▸ VOTRE OBJECTIF
Pouvez-vous poursuivre le débat parlementaire ci-dessous sur l'aide fédérale aux universités, en reprenant juste après la dernière réplique de M. Laporte ?

▸ PASSAGE SOURCE
M. Laporte: M. le Président, au sujet de ces ententes fédérales-provinciales, on a cité "Relations" tout à l'heure au sujet de notre bill actuel. Voici ce que disait "Relations". C'est intitulé "La nouvelle formule d'aide fédérale aux universités. Le principe de l'aide fédérale aux universités une fois réaffirmé, le mode de versement des subventions demeure tout naturellement soumis aux conditions qu'Ottawa lui-même..."

M. Gosselin: C'est le président qui l'a dit lui-même...

M. Johnson: Il ne fait pas mal ce texte-là. Il est très bien.

M. Laporte: "...le mode de versement des subventions demeure..."

M. Lafontaine: Il se fait mal lui-même.

M. Laporte: "...Le mode de versement des subventions demeure tout naturellement soumis aux conditions qu'Ottawa lui-même va imposer. Car, selon la nouvelle formule, c'est le..."

M. Johnson: Non!

M. Laporte: "...gouvernement fédéral qui détermine, premièrement, le montant alloué, l'équivalent de $1.50 par tête; deuxièmement, le genre de taxe, 1% du produit de l'impôt sur le revenu des sociétés dans la province; troisièmement, l'emploi de la somme ainsi perçue des subventions

supplémentaires aux universités de la province."

Tout ceci pour dire, M. le Président, et je veux en venir...

M. Johnson: Lisez donc en bas.

M. Laporte: Ah bien, si vous voulez que je continue, vous n'aimerez pas ça.

M. Johnson: Dernier paragraphe.

M. Laporte: "Ottawa agit, en somme, comme si l'instruction au deqré universitaire était de sa compétence..."

M. Johnson: Dernier paragraphe...

M. Laporte: Oui j'allais justement à ce paragraphe...

M. Gabias: Allez-y!

M. Laporte: Je veux simplement dire que "Relations" conclut que, dans les circonstances, c'était un accord acceptable, parce qu'il y avait des conditions.

▸ DONNÉES ENREGISTRÉES

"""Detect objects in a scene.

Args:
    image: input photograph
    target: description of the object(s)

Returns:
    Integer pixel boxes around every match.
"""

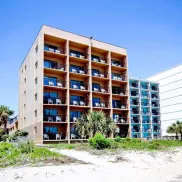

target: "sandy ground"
[0,148,182,182]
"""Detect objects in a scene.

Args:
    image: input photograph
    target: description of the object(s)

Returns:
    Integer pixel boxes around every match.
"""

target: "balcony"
[70,80,89,93]
[70,98,90,107]
[44,60,66,73]
[152,111,160,116]
[44,97,66,105]
[141,102,150,107]
[92,70,109,80]
[44,44,66,58]
[43,115,67,123]
[93,101,110,108]
[91,55,108,67]
[113,115,129,124]
[131,119,140,124]
[141,94,150,99]
[130,82,139,89]
[112,101,127,110]
[70,50,88,63]
[130,110,140,115]
[44,78,66,89]
[112,87,127,96]
[70,66,89,77]
[141,111,150,116]
[151,94,159,100]
[92,85,109,94]
[130,100,140,106]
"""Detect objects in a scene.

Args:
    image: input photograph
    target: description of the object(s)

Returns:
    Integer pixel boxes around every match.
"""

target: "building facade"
[129,78,161,139]
[19,26,130,143]
[148,65,182,136]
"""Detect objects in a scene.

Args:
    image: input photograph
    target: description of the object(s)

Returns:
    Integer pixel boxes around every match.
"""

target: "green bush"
[114,136,122,143]
[89,133,110,150]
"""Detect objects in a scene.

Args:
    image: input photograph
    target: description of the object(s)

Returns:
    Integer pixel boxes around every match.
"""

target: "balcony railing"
[130,92,140,97]
[131,119,140,123]
[113,117,129,124]
[141,102,149,107]
[142,119,150,124]
[111,60,126,68]
[92,72,109,78]
[93,101,110,108]
[141,111,150,115]
[151,95,159,99]
[131,128,140,133]
[44,63,66,71]
[91,55,107,63]
[70,99,89,106]
[112,76,127,81]
[44,115,67,122]
[44,97,66,105]
[112,88,127,96]
[140,85,149,90]
[130,110,139,114]
[152,119,161,124]
[44,45,65,54]
[70,82,89,90]
[92,86,110,93]
[141,94,150,98]
[130,83,138,88]
[130,101,140,106]
[152,103,160,107]
[44,78,66,87]
[152,111,160,116]
[70,68,89,74]
[113,103,127,109]
[70,51,88,59]
[150,87,159,91]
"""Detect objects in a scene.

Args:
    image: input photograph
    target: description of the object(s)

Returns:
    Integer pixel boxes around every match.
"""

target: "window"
[35,94,37,100]
[35,77,38,85]
[35,110,37,117]
[35,61,38,68]
[92,83,100,91]
[92,97,100,106]
[35,46,38,53]
[44,60,58,69]
[71,80,84,89]
[44,76,57,86]
[34,126,37,134]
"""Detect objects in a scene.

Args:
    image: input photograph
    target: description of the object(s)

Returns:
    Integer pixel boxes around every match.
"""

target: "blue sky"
[0,0,182,113]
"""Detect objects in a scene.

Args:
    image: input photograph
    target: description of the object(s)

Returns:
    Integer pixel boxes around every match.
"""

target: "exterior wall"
[19,26,130,143]
[148,65,182,136]
[129,78,161,139]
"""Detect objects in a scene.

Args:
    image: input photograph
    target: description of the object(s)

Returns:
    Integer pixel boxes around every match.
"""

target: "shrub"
[89,133,110,150]
[114,136,122,143]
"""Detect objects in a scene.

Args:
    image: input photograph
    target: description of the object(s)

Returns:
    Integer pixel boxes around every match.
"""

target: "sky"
[0,0,182,114]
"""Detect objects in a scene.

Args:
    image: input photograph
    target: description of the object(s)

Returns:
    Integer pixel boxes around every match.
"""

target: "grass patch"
[50,138,182,155]
[0,141,79,168]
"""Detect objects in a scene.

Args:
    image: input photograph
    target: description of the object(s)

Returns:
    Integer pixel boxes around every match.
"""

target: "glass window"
[92,83,100,91]
[44,126,58,134]
[92,97,100,106]
[92,69,100,76]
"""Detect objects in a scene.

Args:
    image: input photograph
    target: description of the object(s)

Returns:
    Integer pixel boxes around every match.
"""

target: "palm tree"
[176,121,182,140]
[75,111,115,138]
[0,105,14,133]
[167,123,179,140]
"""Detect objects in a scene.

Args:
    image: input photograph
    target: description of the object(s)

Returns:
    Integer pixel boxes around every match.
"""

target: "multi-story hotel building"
[19,26,130,143]
[129,78,161,138]
[148,65,182,136]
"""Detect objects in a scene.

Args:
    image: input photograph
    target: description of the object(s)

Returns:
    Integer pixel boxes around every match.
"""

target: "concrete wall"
[148,65,182,135]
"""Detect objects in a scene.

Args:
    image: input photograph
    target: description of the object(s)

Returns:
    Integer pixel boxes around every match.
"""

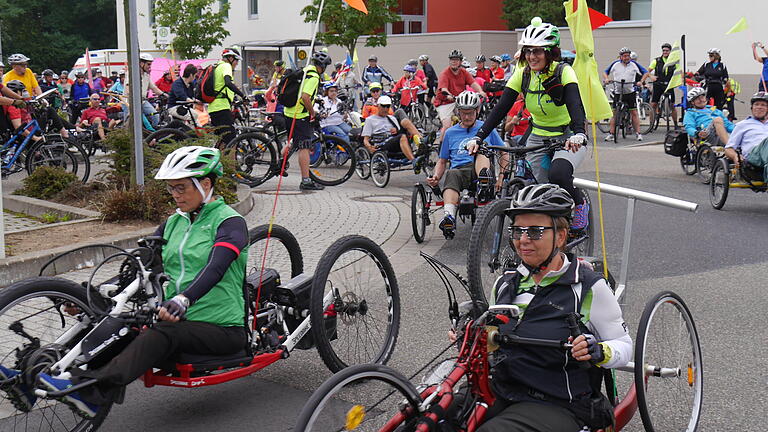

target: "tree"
[154,0,229,58]
[501,0,605,30]
[301,0,401,53]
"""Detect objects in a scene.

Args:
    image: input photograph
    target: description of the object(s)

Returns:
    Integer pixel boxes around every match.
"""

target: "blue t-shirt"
[440,120,504,169]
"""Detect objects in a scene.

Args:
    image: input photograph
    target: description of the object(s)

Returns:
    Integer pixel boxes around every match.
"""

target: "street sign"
[155,27,173,45]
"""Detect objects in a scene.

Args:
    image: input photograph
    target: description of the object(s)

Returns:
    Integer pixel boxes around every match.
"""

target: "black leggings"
[549,159,584,205]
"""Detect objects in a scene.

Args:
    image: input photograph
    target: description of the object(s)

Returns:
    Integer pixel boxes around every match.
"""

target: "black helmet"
[505,183,574,220]
[312,51,331,67]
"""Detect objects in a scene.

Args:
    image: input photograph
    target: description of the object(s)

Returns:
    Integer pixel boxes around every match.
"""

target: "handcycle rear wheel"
[709,158,731,210]
[310,235,400,372]
[293,364,422,432]
[0,277,112,432]
[635,291,703,432]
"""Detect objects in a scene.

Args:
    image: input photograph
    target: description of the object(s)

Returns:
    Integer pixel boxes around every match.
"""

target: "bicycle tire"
[467,195,518,304]
[709,158,731,210]
[634,291,704,432]
[309,134,357,186]
[0,277,112,432]
[293,364,422,432]
[411,184,429,243]
[309,235,400,372]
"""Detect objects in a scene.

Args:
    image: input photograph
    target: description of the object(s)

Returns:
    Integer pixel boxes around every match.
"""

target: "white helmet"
[517,17,560,47]
[688,87,707,103]
[456,90,480,109]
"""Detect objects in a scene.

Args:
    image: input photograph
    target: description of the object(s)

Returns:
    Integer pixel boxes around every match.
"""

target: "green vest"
[163,198,248,327]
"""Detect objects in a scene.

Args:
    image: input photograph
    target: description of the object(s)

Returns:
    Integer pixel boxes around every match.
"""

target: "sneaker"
[299,180,325,190]
[38,373,100,418]
[571,201,589,231]
[439,215,456,240]
[0,365,37,412]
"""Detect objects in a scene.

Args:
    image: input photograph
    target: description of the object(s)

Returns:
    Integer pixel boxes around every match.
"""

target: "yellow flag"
[563,0,613,122]
[725,17,748,34]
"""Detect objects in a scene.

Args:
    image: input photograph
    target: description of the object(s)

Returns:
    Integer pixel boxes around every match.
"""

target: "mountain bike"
[0,225,400,432]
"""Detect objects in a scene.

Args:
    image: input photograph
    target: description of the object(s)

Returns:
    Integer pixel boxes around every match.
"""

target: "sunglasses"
[509,225,554,240]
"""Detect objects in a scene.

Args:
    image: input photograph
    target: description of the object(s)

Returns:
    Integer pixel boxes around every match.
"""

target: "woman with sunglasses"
[468,17,589,229]
[462,184,632,432]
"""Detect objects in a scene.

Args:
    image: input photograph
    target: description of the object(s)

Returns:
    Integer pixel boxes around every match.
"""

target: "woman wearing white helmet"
[468,17,589,229]
[40,146,248,417]
[696,48,728,110]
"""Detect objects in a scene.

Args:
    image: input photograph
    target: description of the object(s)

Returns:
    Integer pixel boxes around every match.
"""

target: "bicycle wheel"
[225,132,280,187]
[0,277,112,432]
[467,195,519,303]
[696,144,715,184]
[635,291,703,432]
[309,134,357,186]
[709,158,731,210]
[411,184,429,243]
[309,235,400,372]
[371,151,390,187]
[293,364,422,432]
[355,146,371,180]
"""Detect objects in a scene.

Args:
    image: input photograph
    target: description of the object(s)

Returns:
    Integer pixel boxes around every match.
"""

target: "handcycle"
[0,225,400,431]
[467,139,595,299]
[293,252,703,432]
[709,150,768,210]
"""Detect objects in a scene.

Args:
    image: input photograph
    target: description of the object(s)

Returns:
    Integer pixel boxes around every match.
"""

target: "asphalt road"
[37,133,768,432]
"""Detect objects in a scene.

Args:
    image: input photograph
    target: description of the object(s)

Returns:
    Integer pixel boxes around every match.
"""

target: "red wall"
[427,0,508,33]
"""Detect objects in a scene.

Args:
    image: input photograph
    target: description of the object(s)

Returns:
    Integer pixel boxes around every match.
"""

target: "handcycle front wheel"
[635,291,703,432]
[309,235,400,372]
[293,364,422,432]
[0,277,112,432]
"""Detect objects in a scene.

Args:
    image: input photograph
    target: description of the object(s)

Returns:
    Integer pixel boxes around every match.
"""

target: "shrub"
[14,166,78,199]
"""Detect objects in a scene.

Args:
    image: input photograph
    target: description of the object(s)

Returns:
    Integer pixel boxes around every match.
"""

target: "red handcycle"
[293,253,703,432]
[0,225,400,432]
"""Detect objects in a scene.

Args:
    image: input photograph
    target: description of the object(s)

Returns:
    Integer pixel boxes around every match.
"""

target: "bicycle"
[293,252,703,432]
[0,225,400,431]
[467,139,595,306]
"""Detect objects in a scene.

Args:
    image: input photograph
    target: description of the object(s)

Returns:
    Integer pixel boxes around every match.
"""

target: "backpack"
[275,69,320,107]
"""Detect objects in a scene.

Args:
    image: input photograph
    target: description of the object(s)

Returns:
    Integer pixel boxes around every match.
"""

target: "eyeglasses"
[520,47,549,56]
[509,225,554,240]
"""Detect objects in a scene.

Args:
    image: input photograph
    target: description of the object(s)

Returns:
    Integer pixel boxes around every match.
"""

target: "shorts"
[443,163,477,192]
[613,92,637,110]
[435,102,456,121]
[286,118,313,150]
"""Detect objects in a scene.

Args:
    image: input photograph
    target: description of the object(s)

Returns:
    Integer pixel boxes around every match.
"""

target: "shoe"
[571,201,589,231]
[38,373,100,418]
[439,215,456,240]
[0,365,37,412]
[299,180,325,190]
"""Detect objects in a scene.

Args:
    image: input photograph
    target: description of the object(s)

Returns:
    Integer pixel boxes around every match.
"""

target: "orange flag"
[344,0,368,14]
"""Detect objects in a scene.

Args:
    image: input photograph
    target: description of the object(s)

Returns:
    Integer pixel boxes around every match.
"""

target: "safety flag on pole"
[564,0,613,122]
[664,40,683,92]
[344,0,368,14]
[725,17,749,35]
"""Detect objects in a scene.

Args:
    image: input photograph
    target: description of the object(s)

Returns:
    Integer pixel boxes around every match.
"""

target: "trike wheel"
[467,199,518,303]
[411,184,429,243]
[635,291,703,432]
[355,146,371,180]
[0,277,112,432]
[696,144,715,184]
[709,158,731,210]
[310,235,400,372]
[371,151,389,187]
[293,364,422,432]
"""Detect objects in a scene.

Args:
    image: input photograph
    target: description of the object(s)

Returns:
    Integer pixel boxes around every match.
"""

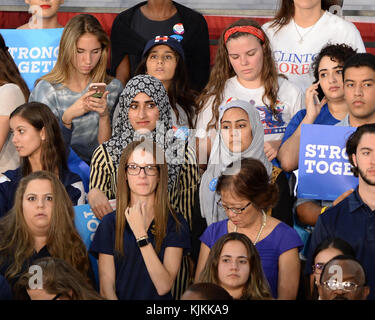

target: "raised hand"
[125,200,147,239]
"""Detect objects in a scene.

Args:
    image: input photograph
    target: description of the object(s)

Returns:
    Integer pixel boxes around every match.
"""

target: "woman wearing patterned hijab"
[199,99,292,225]
[88,75,200,299]
[88,75,185,218]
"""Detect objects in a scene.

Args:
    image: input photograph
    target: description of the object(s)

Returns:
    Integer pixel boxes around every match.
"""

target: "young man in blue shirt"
[306,123,375,299]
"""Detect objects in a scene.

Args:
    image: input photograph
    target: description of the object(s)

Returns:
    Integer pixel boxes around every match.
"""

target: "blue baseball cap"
[142,36,185,60]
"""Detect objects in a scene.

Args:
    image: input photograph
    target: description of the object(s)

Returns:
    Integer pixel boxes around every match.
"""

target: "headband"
[224,26,264,43]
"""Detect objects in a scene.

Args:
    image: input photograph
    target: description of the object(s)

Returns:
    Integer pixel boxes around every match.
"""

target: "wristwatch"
[137,237,150,248]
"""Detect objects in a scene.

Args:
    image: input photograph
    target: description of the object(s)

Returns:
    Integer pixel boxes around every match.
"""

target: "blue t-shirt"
[200,219,303,299]
[305,187,375,300]
[90,212,190,300]
[281,104,340,145]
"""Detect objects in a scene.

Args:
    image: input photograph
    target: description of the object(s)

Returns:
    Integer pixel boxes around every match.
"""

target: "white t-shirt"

▸ PROBLÈME RÉSOLU
M. Gabias: Mais oui, si vous voulez que cela se prolonge.

On n'est pas pressé, on n'est pas pressé! Lisez!

M. Laporte: Alors, je veux simplement, M. le Président, appliquer toute ce que je vais maintenant lire au débat d'aujourd'hui. Vous insistez pour que je le lise, je vais le lire.

M. Gabias: Allez-y!

M. Laporte: "Est-ce à dire que la province de Québec doive refuser cette offre? Est-ce à dire que la province de Québec doit refuser l'offre de prêts aux municipalités?..."

M. Gabias: Non, non, ce n'est pas cela que ça dit.

M. Laporte: Oui...

M. Gabias: Ce n'est pas ce que cela dit. Il n'a pas le droit, il n'a pas le droit.

M. Laporte: M. le Président, si le député de Trois-Rivières continue, je ne le lirai pas.

M. Gabias: Ah! quelle affaire! Lisez, mais lisez intégralement...

M. Johnson: Il va nous punir... frère directeur... Ne lisez pas.

M. Laporte: M. le Président, Relations dit qu'"en dépit des conditions, étant donné que c'est une entente raisonnable, le gouvernement était justifié de l'accepter."

M. Gabias: Non, non, non.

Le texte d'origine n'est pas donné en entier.